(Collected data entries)
━━━━

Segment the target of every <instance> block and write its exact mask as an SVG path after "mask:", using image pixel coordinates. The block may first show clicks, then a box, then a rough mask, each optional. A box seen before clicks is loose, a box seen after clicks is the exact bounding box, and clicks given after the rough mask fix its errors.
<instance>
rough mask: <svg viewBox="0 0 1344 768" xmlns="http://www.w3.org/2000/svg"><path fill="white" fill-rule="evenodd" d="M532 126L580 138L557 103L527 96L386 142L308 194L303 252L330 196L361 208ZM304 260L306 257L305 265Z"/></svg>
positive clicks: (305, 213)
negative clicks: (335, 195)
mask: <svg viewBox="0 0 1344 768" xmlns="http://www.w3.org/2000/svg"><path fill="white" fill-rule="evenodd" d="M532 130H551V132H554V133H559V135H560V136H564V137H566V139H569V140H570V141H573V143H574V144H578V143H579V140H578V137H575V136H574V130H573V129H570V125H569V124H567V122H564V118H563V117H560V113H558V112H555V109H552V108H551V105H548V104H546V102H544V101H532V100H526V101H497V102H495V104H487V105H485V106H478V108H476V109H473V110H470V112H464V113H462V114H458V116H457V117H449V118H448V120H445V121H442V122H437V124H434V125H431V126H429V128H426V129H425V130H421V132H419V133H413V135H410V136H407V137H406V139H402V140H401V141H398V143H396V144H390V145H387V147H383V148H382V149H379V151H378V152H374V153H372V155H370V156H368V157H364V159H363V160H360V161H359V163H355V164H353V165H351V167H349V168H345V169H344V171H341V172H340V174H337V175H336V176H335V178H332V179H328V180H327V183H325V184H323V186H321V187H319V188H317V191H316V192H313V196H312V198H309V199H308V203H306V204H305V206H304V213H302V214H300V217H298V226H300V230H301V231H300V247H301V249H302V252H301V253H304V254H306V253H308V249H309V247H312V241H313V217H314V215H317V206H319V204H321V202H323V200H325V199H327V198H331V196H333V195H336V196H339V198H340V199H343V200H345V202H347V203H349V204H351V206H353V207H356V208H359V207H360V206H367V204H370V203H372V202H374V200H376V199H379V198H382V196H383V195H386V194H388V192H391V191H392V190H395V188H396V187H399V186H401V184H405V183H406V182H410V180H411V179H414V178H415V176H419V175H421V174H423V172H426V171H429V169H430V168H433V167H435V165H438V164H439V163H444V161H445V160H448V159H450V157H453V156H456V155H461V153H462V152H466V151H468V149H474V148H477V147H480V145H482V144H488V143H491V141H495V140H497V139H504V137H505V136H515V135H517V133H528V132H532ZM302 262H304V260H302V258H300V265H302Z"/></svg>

━━━━

§ ACTION ITEM:
Turn the material into a JSON list of strings with one string per line, skipping any blank lines.

§ ANSWER FOR THIS EXERCISE:
[
  "Segment the target of every <instance> block and write its exact mask as an SVG path after \"mask:\", using image pixel coordinates. The block may first show clicks, then a box, then a rough mask, each optional. A box seen before clicks is loose, a box seen after clicks is the exact bounding box, and clicks given after the rough mask fix its errors.",
  "<instance>",
  "rough mask: <svg viewBox=\"0 0 1344 768\" xmlns=\"http://www.w3.org/2000/svg\"><path fill=\"white\" fill-rule=\"evenodd\" d=\"M532 126L580 138L557 103L527 96L386 142L308 194L303 252L330 196L361 208ZM304 260L306 257L305 265Z\"/></svg>",
  "positive clicks: (305, 213)",
  "negative clicks: (335, 195)",
  "mask: <svg viewBox=\"0 0 1344 768\" xmlns=\"http://www.w3.org/2000/svg\"><path fill=\"white\" fill-rule=\"evenodd\" d=\"M532 130H551V132H554V133H559V135H560V136H564V137H566V139H569V140H570V141H573V143H574V144H578V143H579V140H578V137H575V136H574V130H573V129H570V125H569V124H567V122H564V118H563V117H560V113H558V112H555V109H552V108H551V105H548V104H546V102H544V101H532V100H526V101H497V102H495V104H487V105H485V106H478V108H476V109H473V110H470V112H464V113H462V114H458V116H457V117H449V118H448V120H445V121H442V122H437V124H434V125H431V126H429V128H426V129H425V130H421V132H419V133H413V135H410V136H407V137H406V139H402V140H401V141H398V143H396V144H390V145H387V147H383V148H382V149H379V151H378V152H374V153H372V155H370V156H368V157H364V159H363V160H360V161H359V163H355V164H353V165H351V167H349V168H345V169H344V171H341V172H340V174H337V175H336V176H335V178H332V179H328V180H327V183H325V184H323V186H321V187H319V188H317V191H316V192H313V196H312V198H309V199H308V203H306V204H305V206H304V213H302V214H300V217H298V226H300V230H301V231H300V247H301V249H302V252H301V253H304V254H306V253H308V249H309V247H312V241H313V217H314V215H317V206H319V204H321V202H323V200H325V199H327V198H331V196H333V195H336V196H339V198H340V199H343V200H345V202H347V203H349V204H351V206H353V207H356V208H359V207H360V206H367V204H370V203H372V202H374V200H376V199H379V198H382V196H383V195H386V194H388V192H391V191H392V190H395V188H396V187H399V186H401V184H405V183H406V182H410V180H411V179H414V178H415V176H419V175H421V174H423V172H426V171H429V169H430V168H433V167H435V165H438V164H439V163H444V161H445V160H448V159H450V157H453V156H456V155H461V153H462V152H466V151H468V149H474V148H477V147H480V145H482V144H488V143H491V141H495V140H497V139H504V137H505V136H515V135H517V133H528V132H532ZM302 262H304V260H302V258H300V265H302Z\"/></svg>"
]